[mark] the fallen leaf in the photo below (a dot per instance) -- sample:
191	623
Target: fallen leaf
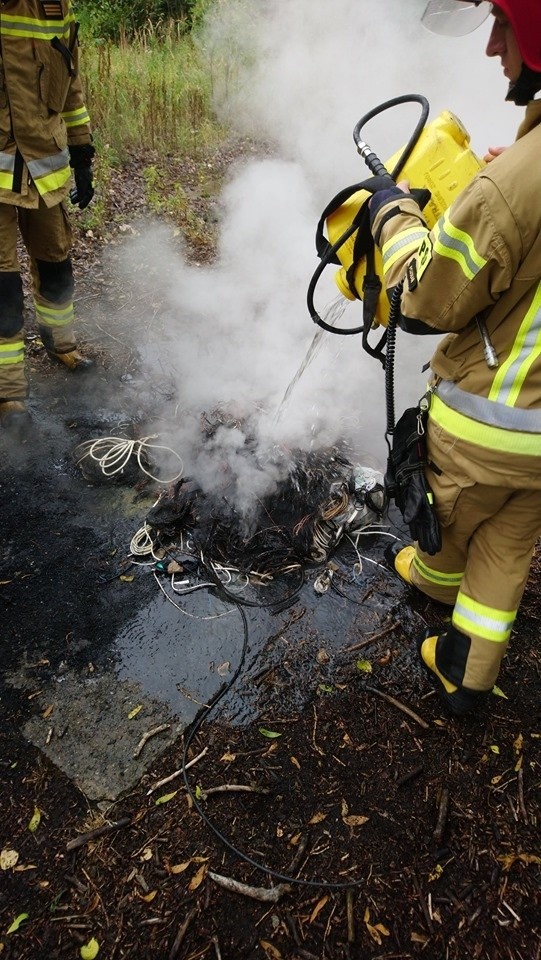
197	880
270	950
364	665
90	950
8	859
354	821
377	930
318	908
34	820
166	797
17	922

# # #

> **Task brief**: The expected output is the full data above, reproduced exactly with no images.

> **Solution to this task**:
[mark] the fallen leaf in the photo below (a dot per instance) -- sample:
191	623
Target: fallen leaf
197	880
270	950
364	665
90	950
8	859
354	821
377	930
318	908
34	820
166	797
17	922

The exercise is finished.